**YOUR ASSIGNMENT:** Return the data given below exactly as it appears.

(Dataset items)
_ _ _ _ _ _ _
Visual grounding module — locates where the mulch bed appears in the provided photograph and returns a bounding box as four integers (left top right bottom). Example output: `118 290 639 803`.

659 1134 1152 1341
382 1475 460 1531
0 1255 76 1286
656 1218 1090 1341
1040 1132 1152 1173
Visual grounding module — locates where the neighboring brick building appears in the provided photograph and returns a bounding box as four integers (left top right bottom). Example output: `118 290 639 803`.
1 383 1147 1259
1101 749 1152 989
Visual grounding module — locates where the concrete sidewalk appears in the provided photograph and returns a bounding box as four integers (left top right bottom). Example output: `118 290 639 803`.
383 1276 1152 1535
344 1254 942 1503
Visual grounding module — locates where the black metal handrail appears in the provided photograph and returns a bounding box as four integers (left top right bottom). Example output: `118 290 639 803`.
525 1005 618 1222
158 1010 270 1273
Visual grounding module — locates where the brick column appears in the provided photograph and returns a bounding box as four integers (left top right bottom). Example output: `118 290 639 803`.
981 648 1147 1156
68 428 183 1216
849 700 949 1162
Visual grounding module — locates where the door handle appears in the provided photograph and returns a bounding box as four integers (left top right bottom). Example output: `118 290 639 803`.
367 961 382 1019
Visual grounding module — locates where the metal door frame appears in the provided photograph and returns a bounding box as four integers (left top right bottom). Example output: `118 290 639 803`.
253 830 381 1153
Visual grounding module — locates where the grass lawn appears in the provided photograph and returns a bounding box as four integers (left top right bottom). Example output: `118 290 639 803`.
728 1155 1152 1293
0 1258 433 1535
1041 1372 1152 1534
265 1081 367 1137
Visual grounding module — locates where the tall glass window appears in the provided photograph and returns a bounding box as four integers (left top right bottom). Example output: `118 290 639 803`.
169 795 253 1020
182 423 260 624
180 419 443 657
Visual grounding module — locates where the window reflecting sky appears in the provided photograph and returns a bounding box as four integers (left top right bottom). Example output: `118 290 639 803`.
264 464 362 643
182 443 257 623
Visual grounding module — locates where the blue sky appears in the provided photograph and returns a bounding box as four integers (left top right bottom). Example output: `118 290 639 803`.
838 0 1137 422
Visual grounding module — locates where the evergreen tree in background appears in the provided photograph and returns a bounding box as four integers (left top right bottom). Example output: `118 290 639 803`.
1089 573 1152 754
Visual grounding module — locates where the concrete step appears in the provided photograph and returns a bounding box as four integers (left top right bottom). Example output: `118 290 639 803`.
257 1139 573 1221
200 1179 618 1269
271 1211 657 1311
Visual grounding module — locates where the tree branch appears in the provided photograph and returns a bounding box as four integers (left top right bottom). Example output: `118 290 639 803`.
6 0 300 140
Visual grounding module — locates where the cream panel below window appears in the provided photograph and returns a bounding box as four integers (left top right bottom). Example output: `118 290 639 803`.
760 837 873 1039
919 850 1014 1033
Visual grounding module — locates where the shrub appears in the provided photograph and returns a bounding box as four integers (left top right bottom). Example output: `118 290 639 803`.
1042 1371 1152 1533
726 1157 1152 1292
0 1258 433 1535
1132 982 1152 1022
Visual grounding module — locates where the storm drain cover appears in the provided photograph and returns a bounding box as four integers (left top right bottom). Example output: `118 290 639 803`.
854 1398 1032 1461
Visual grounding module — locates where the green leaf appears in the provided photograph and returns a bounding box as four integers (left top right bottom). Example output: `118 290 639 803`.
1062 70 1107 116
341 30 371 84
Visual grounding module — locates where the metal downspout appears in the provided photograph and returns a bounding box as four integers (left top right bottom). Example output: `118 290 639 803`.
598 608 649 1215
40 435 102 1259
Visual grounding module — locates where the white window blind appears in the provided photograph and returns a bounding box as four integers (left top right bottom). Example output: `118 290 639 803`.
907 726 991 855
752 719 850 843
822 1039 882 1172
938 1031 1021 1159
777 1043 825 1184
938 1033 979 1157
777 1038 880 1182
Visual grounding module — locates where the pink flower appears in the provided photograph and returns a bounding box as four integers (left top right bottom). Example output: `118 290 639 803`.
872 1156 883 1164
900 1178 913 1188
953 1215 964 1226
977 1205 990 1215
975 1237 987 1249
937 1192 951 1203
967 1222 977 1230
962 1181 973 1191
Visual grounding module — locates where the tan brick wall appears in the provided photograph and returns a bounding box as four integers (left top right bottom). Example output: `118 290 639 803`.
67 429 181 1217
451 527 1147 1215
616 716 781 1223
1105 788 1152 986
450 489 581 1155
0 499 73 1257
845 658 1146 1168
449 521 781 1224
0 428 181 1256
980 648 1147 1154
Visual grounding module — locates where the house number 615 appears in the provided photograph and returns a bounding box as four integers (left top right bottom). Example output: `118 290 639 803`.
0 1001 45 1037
_ _ _ _ _ _ _
**WORKED SOLUTION:**
Visual grounding module — locates where the mulch bed appears in the provided photograph and returns a bounding box as four integers (left top right bottom). Example output: `118 290 639 803`.

659 1134 1152 1341
382 1475 460 1531
0 1255 76 1286
656 1218 1090 1341
1040 1132 1152 1173
Visual grounding module — locates where the neighboring brick building appears in the provided photograph and returns a bounding box as four integers (left top right bottom). Example output: `118 290 639 803`.
1 383 1147 1259
1101 749 1152 989
Visual grounding module — locates where the concrete sidewalk appears in the provided photograph and returns a bounding box as four integers (left top right bottom). Example output: `118 290 639 803`.
383 1276 1152 1535
344 1254 942 1503
Visual grounding module — locates where the black metal handrail appears in the provided photograph and returns a bounding box as four integers (left top right bottom). Example output: `118 290 639 803`.
525 1005 618 1222
158 1010 270 1273
Visual grounding module — locates where the brick column appears in the provided photograph and returns a bounding box as four integers (left top right bottom). Example output: `118 290 639 803`.
981 648 1147 1156
68 428 183 1216
849 700 949 1162
Visual grounding module — locates where the door handle appears in the provided photograph and returns a bounding box as four integers (left top right bottom). Example output: `118 290 639 803`.
367 961 382 1019
Visual grounding module — locates where the metal door frame appears in the provided photograph and returns a bounding box as four integers (left top right bottom). Example output: `118 290 639 803`.
253 830 381 1153
Visual grounding module — locates where the grass lawn appears in the provided photograph and returns a bounding box as four integers (left top right bottom). Example output: `118 290 639 803`.
728 1155 1152 1293
0 1258 433 1535
1041 1372 1152 1534
265 1081 367 1137
Visual grounding module — locates where the tall glass window appears in the provided photograph and returns a bounding box as four integers (left top right bottom). Example output: `118 290 639 803`.
169 795 253 1020
182 423 260 624
180 419 443 657
Visual grounding module — locates where the window reflecting sky appears in the provided photograph and returns a bounding box as four integers (left top right bottom). Example output: `118 290 639 803`.
264 464 362 643
182 443 257 623
Visual grounding module — locates where the blue sky appears in the provided photograph and returns a bounding box as four integers (left top right bottom). Example output: `118 290 639 803`.
838 0 1137 422
Visual grounding module — locates where the evergreen tree in background appears in the provided photograph and returns a bounding box as four integers (left top right bottom). Example output: `118 290 639 803`.
1089 573 1152 754
Visual grounding module — locates where the concrete step appears in the provided photograph and returns a bounding box as four integers (left top right bottom). Example output: `118 290 639 803`.
257 1139 573 1221
200 1179 618 1269
271 1211 657 1311
Visual grounding module — locates where the tree branch appears in the provided photograph and returns a bounding box as four integers (left top right bottom). Example output: `118 290 639 803`.
6 0 300 140
Visual grounding module — locates where the cream panel below window appears in the provided photograph and returns a bounding box as four integers (left top right bottom). Example output: `118 290 639 803`.
760 837 873 1039
919 850 1014 1033
Visual grounding module — locates where the shrub appears in the provided photograph and returns a bounding box as four integers (left top right bottom). Example output: `118 290 639 803`.
1042 1371 1152 1533
726 1157 1152 1292
0 1258 433 1535
1132 982 1152 1022
Visual grounding module — locates where the storm drain cover appears in the provided photograph and returns a bounding box as four integers (left top right bottom). Example output: `118 290 639 803`.
854 1398 1032 1461
Visual grounding module — locates where the green leaf appears in the provided photograph and returns a bounding box as four integers (left top right bottom). Example output: `118 290 639 803`.
1062 70 1107 116
341 30 371 84
Visual grounding module — locates where the metal downspout appears in the provided photograph and returns a bounding box as four integers (left top right bottom). Example output: `118 290 639 803`.
598 608 649 1215
40 435 102 1259
Visual grounding module — locates where the white window blind appears in the provided photograph and returns a bounding box as four integers (left top right bottom). Example output: `118 290 639 803`.
907 726 991 855
752 719 850 843
822 1039 882 1172
938 1031 1021 1159
777 1043 825 1184
938 1033 979 1157
777 1038 880 1182
Visual grounding module — locates where the pink flower appears in the provided photograph and returns a bounding box as four integers (left top right bottom). Example output: `118 290 639 803`.
872 1156 883 1164
900 1178 913 1188
953 1215 964 1226
977 1205 990 1215
975 1237 987 1249
937 1192 951 1203
967 1222 977 1230
962 1181 973 1191
Visual grounding module — locates where the tan brick wall appears in the provided photograph and returns a bounding box as four integers (left top right bottom). Example output: `118 290 639 803`.
67 429 181 1217
451 527 1147 1215
616 716 781 1223
1105 788 1152 986
450 489 581 1155
0 499 73 1257
845 658 1146 1168
449 521 781 1224
0 428 181 1256
980 648 1147 1154
Visual grounding module — locates where the house number 615 appears in the provided photograph and returns a bounding box as four integers (left top right bottom). Example output: `118 290 639 803`.
0 1001 45 1037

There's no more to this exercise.